# Aim of the task
The required result is the exact run of lines beginning at the one containing "the tarmac, imagine" and ending at the last line of the entries.

# Records supplied
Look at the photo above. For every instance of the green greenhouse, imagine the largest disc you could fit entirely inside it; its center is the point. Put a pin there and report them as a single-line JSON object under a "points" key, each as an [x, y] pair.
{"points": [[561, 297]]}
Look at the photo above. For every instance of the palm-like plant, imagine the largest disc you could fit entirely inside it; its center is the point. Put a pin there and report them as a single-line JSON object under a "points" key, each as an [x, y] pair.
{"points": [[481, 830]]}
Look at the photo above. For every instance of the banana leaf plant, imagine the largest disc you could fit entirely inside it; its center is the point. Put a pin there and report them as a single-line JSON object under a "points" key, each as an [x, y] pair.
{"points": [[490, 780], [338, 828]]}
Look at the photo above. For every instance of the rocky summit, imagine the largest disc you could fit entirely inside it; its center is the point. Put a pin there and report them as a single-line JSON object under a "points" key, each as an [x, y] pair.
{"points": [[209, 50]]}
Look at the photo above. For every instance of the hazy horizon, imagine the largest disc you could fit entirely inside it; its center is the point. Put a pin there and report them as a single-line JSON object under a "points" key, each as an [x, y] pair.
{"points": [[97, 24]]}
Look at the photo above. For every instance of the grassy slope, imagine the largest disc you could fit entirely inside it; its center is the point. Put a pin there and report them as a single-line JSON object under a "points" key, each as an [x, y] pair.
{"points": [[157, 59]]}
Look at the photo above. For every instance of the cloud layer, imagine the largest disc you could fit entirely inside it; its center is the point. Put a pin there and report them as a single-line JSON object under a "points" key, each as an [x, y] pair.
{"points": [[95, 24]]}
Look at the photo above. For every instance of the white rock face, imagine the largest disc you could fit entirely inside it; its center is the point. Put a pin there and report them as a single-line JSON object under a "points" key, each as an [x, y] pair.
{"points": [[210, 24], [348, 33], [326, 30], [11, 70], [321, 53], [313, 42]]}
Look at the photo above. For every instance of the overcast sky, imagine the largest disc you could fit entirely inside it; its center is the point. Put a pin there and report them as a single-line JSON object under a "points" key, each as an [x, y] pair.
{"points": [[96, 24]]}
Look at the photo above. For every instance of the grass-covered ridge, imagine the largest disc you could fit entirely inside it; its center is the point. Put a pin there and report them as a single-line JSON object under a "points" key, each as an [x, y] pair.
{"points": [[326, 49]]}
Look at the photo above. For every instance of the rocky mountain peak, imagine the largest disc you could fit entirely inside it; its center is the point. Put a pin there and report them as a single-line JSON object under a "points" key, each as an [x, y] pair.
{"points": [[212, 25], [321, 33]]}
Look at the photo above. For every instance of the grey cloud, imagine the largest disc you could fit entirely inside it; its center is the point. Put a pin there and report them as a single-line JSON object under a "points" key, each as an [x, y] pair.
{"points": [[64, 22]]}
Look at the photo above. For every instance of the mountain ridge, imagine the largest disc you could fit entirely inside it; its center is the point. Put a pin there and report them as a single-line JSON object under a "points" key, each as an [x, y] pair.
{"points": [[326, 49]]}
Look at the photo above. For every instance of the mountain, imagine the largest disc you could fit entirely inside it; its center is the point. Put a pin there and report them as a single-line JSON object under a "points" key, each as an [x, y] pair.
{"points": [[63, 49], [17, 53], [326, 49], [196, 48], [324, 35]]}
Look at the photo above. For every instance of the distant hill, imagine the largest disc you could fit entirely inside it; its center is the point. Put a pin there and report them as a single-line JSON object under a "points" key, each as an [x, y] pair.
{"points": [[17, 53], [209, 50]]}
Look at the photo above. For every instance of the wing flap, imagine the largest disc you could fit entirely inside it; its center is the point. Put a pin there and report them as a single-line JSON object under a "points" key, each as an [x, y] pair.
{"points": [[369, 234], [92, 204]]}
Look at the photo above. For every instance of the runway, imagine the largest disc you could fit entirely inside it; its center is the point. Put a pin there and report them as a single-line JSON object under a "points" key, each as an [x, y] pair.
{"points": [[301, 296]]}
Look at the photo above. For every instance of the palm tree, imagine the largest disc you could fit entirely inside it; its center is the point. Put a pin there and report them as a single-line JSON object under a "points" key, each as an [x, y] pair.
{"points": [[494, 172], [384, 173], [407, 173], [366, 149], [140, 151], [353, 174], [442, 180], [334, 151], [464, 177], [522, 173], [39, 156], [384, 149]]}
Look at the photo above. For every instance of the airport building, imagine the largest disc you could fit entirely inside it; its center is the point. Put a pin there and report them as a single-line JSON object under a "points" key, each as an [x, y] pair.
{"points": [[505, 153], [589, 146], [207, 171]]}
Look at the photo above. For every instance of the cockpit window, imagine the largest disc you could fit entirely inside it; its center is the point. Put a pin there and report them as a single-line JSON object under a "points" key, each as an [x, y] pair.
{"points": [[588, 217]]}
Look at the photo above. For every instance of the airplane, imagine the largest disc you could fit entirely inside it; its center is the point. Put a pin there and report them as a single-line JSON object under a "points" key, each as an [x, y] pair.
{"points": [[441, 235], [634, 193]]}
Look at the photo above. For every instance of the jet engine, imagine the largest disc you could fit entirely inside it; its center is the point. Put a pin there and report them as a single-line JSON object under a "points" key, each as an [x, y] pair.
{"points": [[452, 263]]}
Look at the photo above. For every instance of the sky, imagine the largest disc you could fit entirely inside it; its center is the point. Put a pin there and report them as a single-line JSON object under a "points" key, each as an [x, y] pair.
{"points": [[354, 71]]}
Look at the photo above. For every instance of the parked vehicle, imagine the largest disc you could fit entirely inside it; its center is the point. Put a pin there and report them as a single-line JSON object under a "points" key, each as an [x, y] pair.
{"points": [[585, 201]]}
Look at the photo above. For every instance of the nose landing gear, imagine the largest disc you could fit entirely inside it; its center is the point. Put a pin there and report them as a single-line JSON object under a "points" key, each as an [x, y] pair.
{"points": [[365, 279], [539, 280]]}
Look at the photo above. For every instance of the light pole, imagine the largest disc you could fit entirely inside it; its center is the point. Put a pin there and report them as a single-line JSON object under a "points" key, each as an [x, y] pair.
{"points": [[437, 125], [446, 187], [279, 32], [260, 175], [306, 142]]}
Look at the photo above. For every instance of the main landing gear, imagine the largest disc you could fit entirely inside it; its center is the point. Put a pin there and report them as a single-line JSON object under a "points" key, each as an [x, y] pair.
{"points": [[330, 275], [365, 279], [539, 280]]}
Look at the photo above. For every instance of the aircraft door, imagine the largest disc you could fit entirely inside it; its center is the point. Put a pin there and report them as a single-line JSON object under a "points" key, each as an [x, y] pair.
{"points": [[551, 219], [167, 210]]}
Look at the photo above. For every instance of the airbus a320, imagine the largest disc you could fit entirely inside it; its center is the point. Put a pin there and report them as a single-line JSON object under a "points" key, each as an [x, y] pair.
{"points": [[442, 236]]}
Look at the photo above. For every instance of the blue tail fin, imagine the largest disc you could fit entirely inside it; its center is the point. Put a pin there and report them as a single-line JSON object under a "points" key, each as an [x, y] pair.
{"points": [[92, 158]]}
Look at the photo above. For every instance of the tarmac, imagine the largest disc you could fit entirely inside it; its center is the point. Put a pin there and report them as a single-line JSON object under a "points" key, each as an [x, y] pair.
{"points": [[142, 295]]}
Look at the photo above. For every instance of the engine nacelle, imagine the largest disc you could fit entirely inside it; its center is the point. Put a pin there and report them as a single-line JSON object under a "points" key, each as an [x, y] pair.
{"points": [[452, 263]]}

# Output of the task
Look at the photo above. For every instance of the tarmac, imagine the largest disc you could fit entirely inside it; its center is the point. Put a pin there and report them as a single-line JSON object under a "points" key, each as an [x, y] pair.
{"points": [[142, 295]]}
Look at the photo above. For every instance of the engine nacelle, imagine the largest disc you could fit entirely inside it; its center is the point. Put a pin there and report them as a single-line JSON object under a "points" key, each as an [x, y] pair.
{"points": [[452, 263]]}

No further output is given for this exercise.